Data records section start

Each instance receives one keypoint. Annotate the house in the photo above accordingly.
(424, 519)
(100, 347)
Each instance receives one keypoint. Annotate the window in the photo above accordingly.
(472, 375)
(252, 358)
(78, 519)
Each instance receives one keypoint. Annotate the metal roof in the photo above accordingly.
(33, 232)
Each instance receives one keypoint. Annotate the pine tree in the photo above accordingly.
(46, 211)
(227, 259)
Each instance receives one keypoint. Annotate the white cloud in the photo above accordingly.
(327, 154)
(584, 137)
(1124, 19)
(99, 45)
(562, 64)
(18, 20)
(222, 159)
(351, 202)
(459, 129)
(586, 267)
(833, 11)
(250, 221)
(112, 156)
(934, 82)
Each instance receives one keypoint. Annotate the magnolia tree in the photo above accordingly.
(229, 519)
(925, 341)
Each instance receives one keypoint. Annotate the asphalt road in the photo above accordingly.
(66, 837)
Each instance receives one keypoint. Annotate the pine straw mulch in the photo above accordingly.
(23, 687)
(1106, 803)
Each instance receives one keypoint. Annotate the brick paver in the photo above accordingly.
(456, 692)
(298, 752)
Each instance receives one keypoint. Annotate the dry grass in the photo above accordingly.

Data records section end

• **Activity**
Exact output of every entry is required.

• **Exercise answer**
Each instance receives one keypoint. Annotate the house in the photo above accordingly.
(424, 519)
(100, 347)
Each instance receives one keypoint. Annotate the window in the photo above accordingly.
(472, 375)
(252, 358)
(78, 519)
Each instance receives one keypoint. Annotate the metal roof in the photo above accordingly.
(33, 232)
Each instance receives one keypoint. Annotate the pine tree in the photo above accordingly.
(46, 211)
(227, 259)
Each instance receives one keypoint. Annotate the white cloud in the photo above accordingly.
(327, 154)
(584, 137)
(1124, 19)
(99, 45)
(562, 64)
(18, 20)
(222, 159)
(351, 202)
(459, 129)
(586, 267)
(833, 11)
(250, 221)
(112, 156)
(934, 82)
Each instance receives one keypoint. Annotate the magnolia tree in the photo above accordingly.
(229, 519)
(925, 341)
Each instance receives one keypoint. Annotate the asphalt road in the photo above accordingly.
(66, 837)
Each instance receives one keypoint. Annotate the pine straw mulch in the photo above accordingly.
(23, 687)
(1106, 803)
Each instance receives one keypoint. Annotate the brick paver in the photo above accordingly.
(456, 692)
(298, 752)
Each instance receives one keypoint. Annotate the dry grass in the photo above accordingly.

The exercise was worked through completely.